• PROBLEM DESCRIPTION:
Count the lines in the items below that contain the string "yellow", matching case exactly. Reply with that number only.

[Entries from a pointing dataset]
........
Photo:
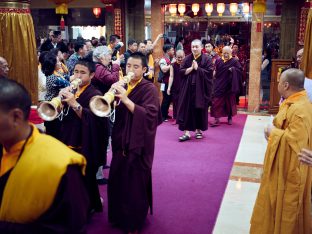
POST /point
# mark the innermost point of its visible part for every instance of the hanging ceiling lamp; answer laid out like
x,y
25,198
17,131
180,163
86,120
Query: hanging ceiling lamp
x,y
173,9
220,8
61,6
97,12
209,8
181,9
233,8
195,8
246,8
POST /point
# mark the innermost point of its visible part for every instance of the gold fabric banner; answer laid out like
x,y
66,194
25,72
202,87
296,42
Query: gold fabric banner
x,y
18,46
307,51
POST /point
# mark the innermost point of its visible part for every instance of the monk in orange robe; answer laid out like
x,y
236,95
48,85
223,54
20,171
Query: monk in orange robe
x,y
284,198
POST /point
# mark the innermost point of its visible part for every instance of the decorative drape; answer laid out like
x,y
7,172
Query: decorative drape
x,y
17,44
307,52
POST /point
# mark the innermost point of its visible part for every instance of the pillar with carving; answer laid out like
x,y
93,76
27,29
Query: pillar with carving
x,y
17,43
157,25
259,8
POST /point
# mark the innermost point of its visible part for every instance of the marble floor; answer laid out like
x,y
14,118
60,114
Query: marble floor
x,y
238,201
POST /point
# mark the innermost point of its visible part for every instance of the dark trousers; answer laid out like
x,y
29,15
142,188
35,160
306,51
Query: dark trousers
x,y
165,103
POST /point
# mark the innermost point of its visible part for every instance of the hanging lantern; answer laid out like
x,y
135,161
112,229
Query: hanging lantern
x,y
195,8
233,8
220,8
246,8
97,12
173,9
61,6
62,23
209,8
181,9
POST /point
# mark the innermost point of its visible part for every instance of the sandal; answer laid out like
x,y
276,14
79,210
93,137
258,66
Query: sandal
x,y
199,135
184,137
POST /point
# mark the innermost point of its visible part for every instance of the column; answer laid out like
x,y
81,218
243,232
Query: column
x,y
289,28
18,45
259,8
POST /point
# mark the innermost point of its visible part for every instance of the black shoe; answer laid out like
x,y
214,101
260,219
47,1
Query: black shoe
x,y
184,137
198,135
102,181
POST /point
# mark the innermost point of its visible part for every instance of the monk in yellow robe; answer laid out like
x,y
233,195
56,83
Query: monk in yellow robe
x,y
284,198
41,180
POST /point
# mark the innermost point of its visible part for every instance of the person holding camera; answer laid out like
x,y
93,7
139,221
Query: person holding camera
x,y
165,64
195,92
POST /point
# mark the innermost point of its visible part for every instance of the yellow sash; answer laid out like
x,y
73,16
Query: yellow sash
x,y
33,182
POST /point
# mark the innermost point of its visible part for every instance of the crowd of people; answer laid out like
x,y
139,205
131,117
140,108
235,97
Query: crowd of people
x,y
71,167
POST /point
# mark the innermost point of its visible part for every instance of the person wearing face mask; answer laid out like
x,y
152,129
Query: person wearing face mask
x,y
209,48
55,81
107,72
227,83
195,92
175,80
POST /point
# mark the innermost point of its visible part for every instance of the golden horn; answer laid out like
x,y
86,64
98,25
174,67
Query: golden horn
x,y
49,110
101,105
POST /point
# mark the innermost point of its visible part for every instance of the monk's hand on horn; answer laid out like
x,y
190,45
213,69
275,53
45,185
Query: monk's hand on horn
x,y
121,92
305,156
195,65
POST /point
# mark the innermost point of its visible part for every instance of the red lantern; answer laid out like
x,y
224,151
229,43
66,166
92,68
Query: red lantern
x,y
259,27
97,12
62,23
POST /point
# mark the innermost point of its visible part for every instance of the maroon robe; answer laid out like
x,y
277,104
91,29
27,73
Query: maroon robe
x,y
133,141
175,89
67,214
195,94
227,85
87,135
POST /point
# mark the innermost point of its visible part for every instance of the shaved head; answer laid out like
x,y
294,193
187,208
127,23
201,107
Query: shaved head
x,y
197,42
294,77
14,95
300,52
4,67
180,53
227,52
227,49
299,56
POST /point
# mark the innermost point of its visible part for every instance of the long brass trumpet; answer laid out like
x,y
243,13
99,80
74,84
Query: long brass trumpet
x,y
101,105
50,110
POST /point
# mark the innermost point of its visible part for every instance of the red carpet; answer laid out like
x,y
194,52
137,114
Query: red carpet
x,y
189,180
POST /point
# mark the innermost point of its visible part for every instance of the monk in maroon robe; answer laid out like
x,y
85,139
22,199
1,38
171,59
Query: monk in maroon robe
x,y
133,142
83,131
175,81
227,84
60,203
195,92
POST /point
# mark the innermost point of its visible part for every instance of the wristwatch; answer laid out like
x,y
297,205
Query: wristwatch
x,y
77,108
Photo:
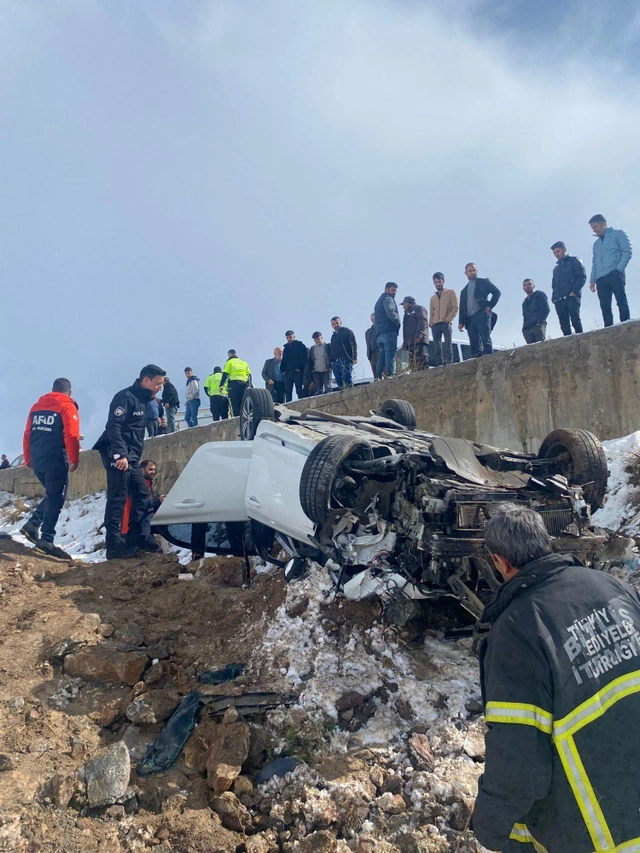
........
• RESULT:
4